- EXERCISE
Once you find the line that contains "Need: a point on every instance of the arched", write out that line and every line after it to the end of the records, exactly and with nothing else.

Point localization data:
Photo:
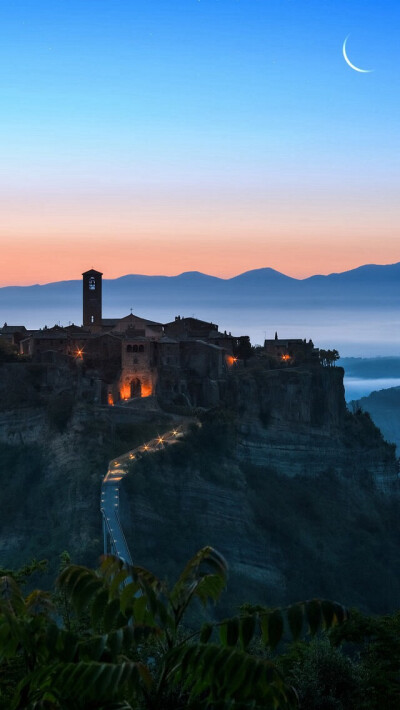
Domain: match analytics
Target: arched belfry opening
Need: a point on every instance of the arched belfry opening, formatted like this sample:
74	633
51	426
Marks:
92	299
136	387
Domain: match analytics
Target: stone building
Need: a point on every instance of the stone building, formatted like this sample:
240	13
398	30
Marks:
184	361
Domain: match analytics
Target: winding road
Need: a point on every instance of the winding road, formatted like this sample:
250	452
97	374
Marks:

- RESULT
Need: a point on every instance of the arched belfry opening, formatted like this sample:
74	633
51	426
Marks:
92	299
136	387
Domain: match analytics
Target: stone building
Need: a point on every instance of the stone building, formatted like this sample:
240	13
398	30
Marks:
184	361
Domain: match analytics
Target: winding road
Need: a point on every instance of the winding road, formatted like this sample:
250	452
97	374
Marks:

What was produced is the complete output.